> Task to complete: Reproduce the data below verbatim, from the line containing "Target: floral print dress" through the last line of the data, both included. Omit the pictures from your copy.

> Material for the task:
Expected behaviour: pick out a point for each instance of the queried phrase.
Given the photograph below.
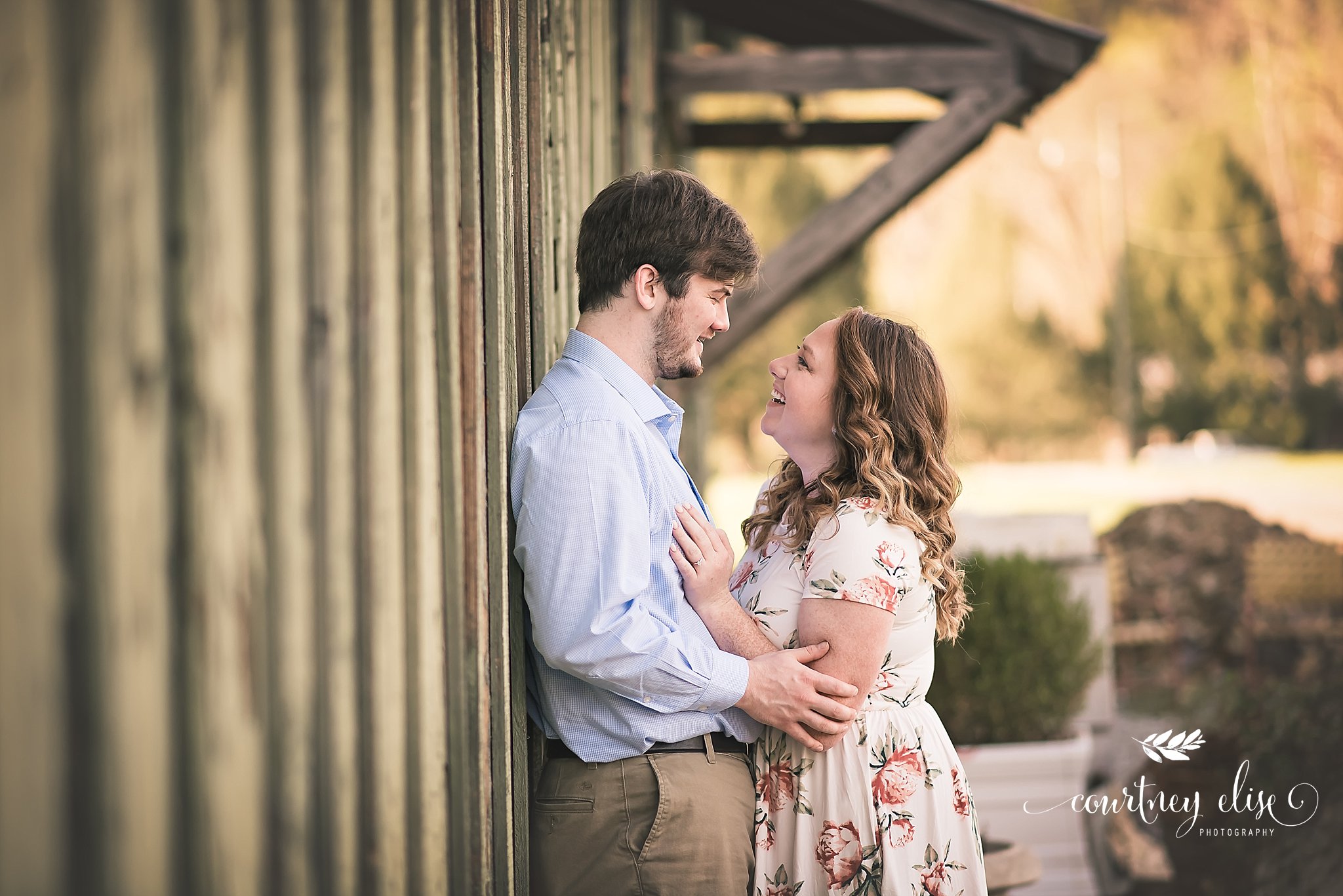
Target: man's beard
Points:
(672, 358)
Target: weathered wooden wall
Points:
(277, 277)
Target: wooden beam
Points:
(932, 69)
(916, 160)
(1054, 43)
(739, 134)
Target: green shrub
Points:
(1022, 665)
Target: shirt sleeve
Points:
(857, 555)
(583, 541)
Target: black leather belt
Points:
(721, 743)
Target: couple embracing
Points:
(751, 728)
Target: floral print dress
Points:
(888, 809)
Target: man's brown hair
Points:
(662, 218)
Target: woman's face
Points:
(801, 410)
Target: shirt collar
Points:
(649, 402)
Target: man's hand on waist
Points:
(785, 693)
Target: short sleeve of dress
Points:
(858, 555)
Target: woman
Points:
(851, 545)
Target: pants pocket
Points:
(652, 816)
(642, 802)
(565, 788)
(563, 804)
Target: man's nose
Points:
(720, 321)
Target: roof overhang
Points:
(988, 61)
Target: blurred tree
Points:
(1222, 334)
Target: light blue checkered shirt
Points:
(621, 660)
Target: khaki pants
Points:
(657, 825)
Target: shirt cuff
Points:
(727, 686)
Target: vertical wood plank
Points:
(328, 166)
(426, 730)
(285, 442)
(33, 731)
(517, 15)
(115, 437)
(379, 454)
(639, 71)
(535, 50)
(445, 212)
(497, 207)
(468, 617)
(220, 568)
(574, 138)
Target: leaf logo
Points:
(1158, 746)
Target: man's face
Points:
(685, 322)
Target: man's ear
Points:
(648, 285)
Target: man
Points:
(647, 788)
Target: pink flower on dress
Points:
(876, 590)
(778, 786)
(765, 836)
(743, 574)
(936, 880)
(840, 852)
(902, 832)
(891, 555)
(961, 797)
(899, 778)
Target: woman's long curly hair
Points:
(891, 430)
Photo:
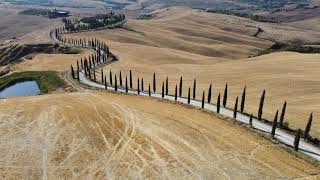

> The result:
Target: floral print dress
Points:
(888, 809)
Target: man's brown hair
Points:
(662, 218)
Target: woman's face
Points:
(801, 410)
Target: shirt collar
Points:
(649, 402)
Target: man's hand on waist
Points:
(785, 693)
Target: short sleeve of dress
Points:
(858, 555)
Target: woman
Points:
(851, 545)
Target: pants pocket
Points:
(652, 816)
(642, 802)
(565, 788)
(563, 804)
Target: man's nose
Points:
(720, 321)
Target: roof overhang
Points:
(988, 61)
Target: blurred tree
Points:
(1222, 334)
Target: light blue checkered shirt
Points:
(621, 660)
Target: khaki pants
Points:
(657, 825)
Target: shirt cuff
Points:
(727, 686)
Target: vertical wood plank
Points:
(328, 166)
(426, 730)
(285, 442)
(33, 731)
(517, 15)
(115, 437)
(379, 454)
(639, 71)
(535, 50)
(445, 212)
(497, 207)
(468, 617)
(220, 568)
(574, 138)
Target: leaf logo
Points:
(1158, 746)
Target: man's face
Points:
(685, 322)
Target: man's ear
Points:
(648, 285)
Target: man
Points:
(647, 788)
Target: pink flower on dress
Points:
(876, 590)
(778, 786)
(765, 836)
(743, 574)
(936, 880)
(840, 852)
(902, 832)
(891, 555)
(961, 797)
(899, 778)
Target: woman's long curly hair
Points:
(891, 430)
Photo:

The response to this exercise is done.